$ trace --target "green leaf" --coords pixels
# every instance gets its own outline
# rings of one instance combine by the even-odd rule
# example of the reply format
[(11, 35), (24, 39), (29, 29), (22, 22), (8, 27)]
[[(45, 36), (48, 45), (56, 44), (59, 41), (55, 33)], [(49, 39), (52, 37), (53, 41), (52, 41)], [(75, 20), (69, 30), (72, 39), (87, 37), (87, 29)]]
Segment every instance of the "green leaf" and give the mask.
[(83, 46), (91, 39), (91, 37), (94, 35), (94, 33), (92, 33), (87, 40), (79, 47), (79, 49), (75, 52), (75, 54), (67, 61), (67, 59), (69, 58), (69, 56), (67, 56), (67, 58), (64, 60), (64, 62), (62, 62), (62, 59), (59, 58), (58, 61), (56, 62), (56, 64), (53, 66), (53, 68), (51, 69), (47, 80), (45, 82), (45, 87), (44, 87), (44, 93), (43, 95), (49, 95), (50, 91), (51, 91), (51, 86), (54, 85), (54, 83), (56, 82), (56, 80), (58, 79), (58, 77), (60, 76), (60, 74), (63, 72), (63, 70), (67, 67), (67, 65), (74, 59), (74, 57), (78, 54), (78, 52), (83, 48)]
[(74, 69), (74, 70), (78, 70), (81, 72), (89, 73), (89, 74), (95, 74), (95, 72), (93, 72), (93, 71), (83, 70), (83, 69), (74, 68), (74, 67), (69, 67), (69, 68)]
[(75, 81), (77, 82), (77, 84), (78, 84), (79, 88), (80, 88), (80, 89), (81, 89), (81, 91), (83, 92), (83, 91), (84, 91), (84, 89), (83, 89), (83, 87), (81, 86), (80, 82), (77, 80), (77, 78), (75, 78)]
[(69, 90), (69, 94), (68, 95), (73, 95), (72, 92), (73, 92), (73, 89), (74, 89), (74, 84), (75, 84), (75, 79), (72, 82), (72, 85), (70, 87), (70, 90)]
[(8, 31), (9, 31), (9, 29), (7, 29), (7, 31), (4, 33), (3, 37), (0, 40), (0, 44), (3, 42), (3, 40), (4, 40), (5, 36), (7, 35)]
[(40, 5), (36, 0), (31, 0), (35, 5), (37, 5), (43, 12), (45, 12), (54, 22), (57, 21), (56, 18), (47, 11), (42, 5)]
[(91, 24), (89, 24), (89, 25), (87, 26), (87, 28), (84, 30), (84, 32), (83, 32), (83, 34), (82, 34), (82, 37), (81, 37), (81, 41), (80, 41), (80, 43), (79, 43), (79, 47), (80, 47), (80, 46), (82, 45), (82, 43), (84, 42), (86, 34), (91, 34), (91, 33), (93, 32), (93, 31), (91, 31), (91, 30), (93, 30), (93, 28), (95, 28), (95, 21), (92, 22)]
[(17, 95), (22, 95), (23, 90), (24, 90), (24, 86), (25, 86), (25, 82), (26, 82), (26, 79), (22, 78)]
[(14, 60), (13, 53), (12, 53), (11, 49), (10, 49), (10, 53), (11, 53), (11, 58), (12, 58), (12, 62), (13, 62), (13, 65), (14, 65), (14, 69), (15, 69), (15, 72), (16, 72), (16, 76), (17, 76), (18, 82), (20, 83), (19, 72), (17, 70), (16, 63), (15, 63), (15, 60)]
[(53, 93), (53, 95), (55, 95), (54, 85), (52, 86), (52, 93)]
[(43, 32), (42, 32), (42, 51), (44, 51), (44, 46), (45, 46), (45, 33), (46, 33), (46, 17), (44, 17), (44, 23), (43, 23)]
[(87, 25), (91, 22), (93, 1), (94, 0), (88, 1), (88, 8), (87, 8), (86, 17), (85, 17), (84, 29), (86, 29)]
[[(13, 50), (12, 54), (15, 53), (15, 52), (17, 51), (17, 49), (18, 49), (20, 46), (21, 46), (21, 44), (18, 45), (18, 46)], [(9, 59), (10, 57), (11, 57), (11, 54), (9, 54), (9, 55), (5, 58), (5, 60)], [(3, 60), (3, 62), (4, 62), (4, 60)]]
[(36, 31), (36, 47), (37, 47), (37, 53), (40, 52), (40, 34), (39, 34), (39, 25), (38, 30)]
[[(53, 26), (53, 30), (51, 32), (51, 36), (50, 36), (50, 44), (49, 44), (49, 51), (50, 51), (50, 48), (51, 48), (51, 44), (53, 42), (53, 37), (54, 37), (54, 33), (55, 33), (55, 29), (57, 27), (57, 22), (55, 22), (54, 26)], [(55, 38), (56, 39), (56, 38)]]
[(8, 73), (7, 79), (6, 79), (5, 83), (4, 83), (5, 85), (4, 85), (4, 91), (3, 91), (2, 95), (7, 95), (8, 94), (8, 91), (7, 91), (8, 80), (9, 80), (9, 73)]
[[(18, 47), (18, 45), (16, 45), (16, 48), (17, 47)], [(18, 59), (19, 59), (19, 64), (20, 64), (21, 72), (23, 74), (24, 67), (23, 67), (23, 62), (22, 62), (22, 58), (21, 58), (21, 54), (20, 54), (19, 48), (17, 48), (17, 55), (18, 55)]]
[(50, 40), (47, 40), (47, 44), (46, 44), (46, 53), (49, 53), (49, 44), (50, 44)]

________

AIM:
Please reproduce all of the items above again, character for character and in their original order.

CORRECT RESULT:
$ trace --target "green leaf" --coords pixels
# every instance gets its own outline
# rings of one instance combine by the even-odd rule
# example of the reply format
[(11, 35), (24, 39), (29, 29), (22, 22), (8, 27)]
[[(45, 36), (48, 45), (56, 44), (59, 41), (55, 33)], [(49, 39), (52, 37), (53, 41), (52, 41)], [(75, 20), (69, 30), (72, 39), (87, 37), (87, 29)]]
Segment every instance of the "green leaf" and give the mask.
[(83, 46), (91, 39), (91, 37), (94, 35), (94, 33), (92, 33), (87, 40), (79, 47), (79, 49), (75, 52), (75, 54), (67, 61), (67, 59), (69, 58), (69, 56), (67, 56), (67, 58), (64, 60), (64, 62), (62, 62), (62, 59), (59, 58), (58, 61), (56, 62), (56, 64), (53, 66), (53, 68), (51, 69), (47, 80), (45, 82), (45, 87), (44, 87), (44, 93), (43, 95), (49, 95), (50, 91), (51, 91), (51, 86), (54, 85), (54, 83), (56, 82), (56, 80), (58, 79), (58, 77), (60, 76), (60, 74), (63, 72), (63, 70), (67, 67), (67, 65), (74, 59), (74, 57), (78, 54), (78, 52), (83, 48)]
[(74, 69), (74, 70), (78, 70), (81, 72), (89, 73), (89, 74), (95, 74), (95, 72), (93, 72), (93, 71), (83, 70), (83, 69), (74, 68), (74, 67), (69, 67), (69, 68)]
[(75, 81), (77, 82), (77, 84), (78, 84), (79, 88), (80, 88), (80, 89), (81, 89), (81, 91), (83, 92), (83, 91), (84, 91), (84, 89), (83, 89), (83, 87), (81, 86), (80, 82), (77, 80), (77, 78), (75, 78)]
[(69, 90), (69, 94), (68, 95), (73, 95), (72, 92), (73, 92), (73, 89), (74, 89), (74, 84), (75, 84), (75, 79), (72, 82), (72, 85), (70, 87), (70, 90)]
[(8, 31), (9, 31), (9, 29), (7, 29), (7, 31), (4, 33), (3, 37), (0, 40), (0, 44), (3, 42), (3, 40), (4, 40), (5, 36), (7, 35)]
[(40, 5), (36, 0), (31, 0), (35, 5), (37, 5), (43, 12), (45, 12), (54, 22), (57, 21), (56, 18), (47, 11), (42, 5)]
[(91, 24), (89, 24), (89, 25), (87, 26), (87, 28), (84, 30), (84, 32), (83, 32), (83, 34), (82, 34), (82, 37), (81, 37), (81, 41), (80, 41), (80, 43), (79, 43), (79, 47), (80, 47), (80, 46), (82, 45), (82, 43), (84, 42), (86, 34), (91, 34), (91, 33), (93, 32), (93, 31), (91, 31), (91, 30), (93, 30), (93, 28), (95, 28), (95, 21), (92, 22)]
[(17, 95), (22, 95), (23, 90), (24, 90), (24, 86), (25, 86), (25, 82), (26, 82), (26, 79), (22, 78)]
[(14, 60), (13, 53), (12, 53), (11, 49), (10, 49), (10, 53), (11, 53), (11, 58), (12, 58), (12, 62), (13, 62), (13, 65), (14, 65), (14, 69), (15, 69), (15, 72), (16, 72), (16, 76), (17, 76), (18, 82), (20, 83), (19, 72), (17, 70), (16, 63), (15, 63), (15, 60)]
[(53, 93), (53, 95), (55, 95), (54, 85), (52, 86), (52, 93)]
[(43, 32), (42, 32), (42, 51), (44, 51), (44, 46), (45, 46), (45, 33), (46, 33), (46, 17), (44, 17), (44, 23), (43, 23)]
[(87, 25), (91, 22), (93, 1), (94, 0), (88, 1), (88, 8), (87, 8), (86, 17), (85, 17), (84, 29), (86, 29)]
[[(13, 50), (12, 54), (15, 53), (15, 52), (17, 51), (17, 49), (18, 49), (20, 46), (21, 46), (21, 44), (18, 45), (18, 46)], [(9, 59), (10, 57), (11, 57), (11, 54), (9, 54), (9, 55), (5, 58), (5, 60)], [(3, 60), (3, 62), (4, 62), (4, 60)]]
[(36, 31), (36, 47), (37, 47), (37, 53), (40, 52), (40, 34), (39, 34), (39, 25), (38, 30)]
[[(53, 26), (53, 30), (51, 32), (51, 36), (50, 36), (50, 44), (49, 44), (49, 51), (50, 51), (50, 48), (51, 48), (51, 44), (53, 42), (53, 37), (54, 37), (54, 33), (55, 33), (55, 29), (57, 27), (57, 22), (55, 22), (54, 26)], [(55, 38), (56, 39), (56, 38)]]
[(8, 73), (7, 79), (6, 79), (5, 83), (4, 83), (5, 85), (4, 85), (4, 91), (3, 91), (2, 95), (7, 95), (8, 94), (8, 91), (7, 91), (8, 80), (9, 80), (9, 73)]
[[(18, 47), (18, 45), (16, 45), (16, 48), (17, 47)], [(18, 59), (19, 59), (19, 64), (20, 64), (21, 72), (23, 74), (24, 67), (23, 67), (23, 62), (22, 62), (22, 58), (21, 58), (21, 54), (20, 54), (19, 48), (17, 48), (17, 55), (18, 55)]]
[(50, 40), (47, 40), (47, 44), (46, 44), (46, 53), (49, 53), (49, 44), (50, 44)]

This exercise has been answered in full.